### Text block
The number of newly reported swine-flu cases appears to be ebbing, but the recent health scare, which led some institutions to pull students and faculty members out of Mexico, the epicenter of the outbreak, and to cancel study-abroad programs there, can have some lasting lessons for colleges, says Gary Rhodes, director of the Center for Global Education at Loyola Marymount University.
Just as colleges learned from earlier incidents, like the London subway bombing and earthquakes in China, colleges can use this latest episode to strengthen their response to hazards encountered in overseas work, says Mr. Rhodes, whose Los Angeles-based organization supports an online clearinghouse for information about health and safety in education abroad.
“Working your way through this outbreak can prepare you to respond, whether swine flu gets worse now,” he says, “or whether you’re reinforcing the health and safety of your study-abroad program in all aspects.”
Have a plan, and practice it. Colleges shouldn’t develop responses to overseas crises on the fly, Mr. Rhodes says. Instead, they should have clear protocols for dealing with troubling situations overseas, including health scares, natural disasters, and civil strife.

### Data extracts
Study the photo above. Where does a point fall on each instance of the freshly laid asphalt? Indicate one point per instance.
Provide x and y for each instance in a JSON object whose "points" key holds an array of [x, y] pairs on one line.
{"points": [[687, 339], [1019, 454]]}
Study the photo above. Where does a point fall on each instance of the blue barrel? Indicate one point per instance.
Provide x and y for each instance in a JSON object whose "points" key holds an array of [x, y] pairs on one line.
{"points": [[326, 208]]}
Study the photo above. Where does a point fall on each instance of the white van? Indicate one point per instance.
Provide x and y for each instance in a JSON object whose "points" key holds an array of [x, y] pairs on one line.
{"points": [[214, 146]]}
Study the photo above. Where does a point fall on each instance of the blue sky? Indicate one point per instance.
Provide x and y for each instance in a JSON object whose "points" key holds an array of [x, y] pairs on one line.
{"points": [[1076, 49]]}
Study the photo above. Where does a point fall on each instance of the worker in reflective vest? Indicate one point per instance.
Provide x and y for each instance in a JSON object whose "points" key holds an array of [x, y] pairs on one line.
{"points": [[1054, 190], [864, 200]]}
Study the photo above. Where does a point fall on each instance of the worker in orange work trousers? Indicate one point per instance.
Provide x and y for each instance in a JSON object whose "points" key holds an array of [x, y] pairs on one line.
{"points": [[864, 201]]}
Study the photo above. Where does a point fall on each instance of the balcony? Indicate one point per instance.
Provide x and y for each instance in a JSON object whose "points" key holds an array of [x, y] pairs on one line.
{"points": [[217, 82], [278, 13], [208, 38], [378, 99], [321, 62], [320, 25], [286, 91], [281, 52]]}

### Exercise instructions
Can you reproduce the full text about swine flu and study-abroad safety word for word?

### Exercise solution
The number of newly reported swine-flu cases appears to be ebbing, but the recent health scare, which led some institutions to pull students and faculty members out of Mexico, the epicenter of the outbreak, and to cancel study-abroad programs there, can have some lasting lessons for colleges, says Gary Rhodes, director of the Center for Global Education at Loyola Marymount University.
Just as colleges learned from earlier incidents, like the London subway bombing and earthquakes in China, colleges can use this latest episode to strengthen their response to hazards encountered in overseas work, says Mr. Rhodes, whose Los Angeles-based organization supports an online clearinghouse for information about health and safety in education abroad.
“Working your way through this outbreak can prepare you to respond, whether swine flu gets worse now,” he says, “or whether you’re reinforcing the health and safety of your study-abroad program in all aspects.”
Have a plan, and practice it. Colleges shouldn’t develop responses to overseas crises on the fly, Mr. Rhodes says. Instead, they should have clear protocols for dealing with troubling situations overseas, including health scares, natural disasters, and civil strife.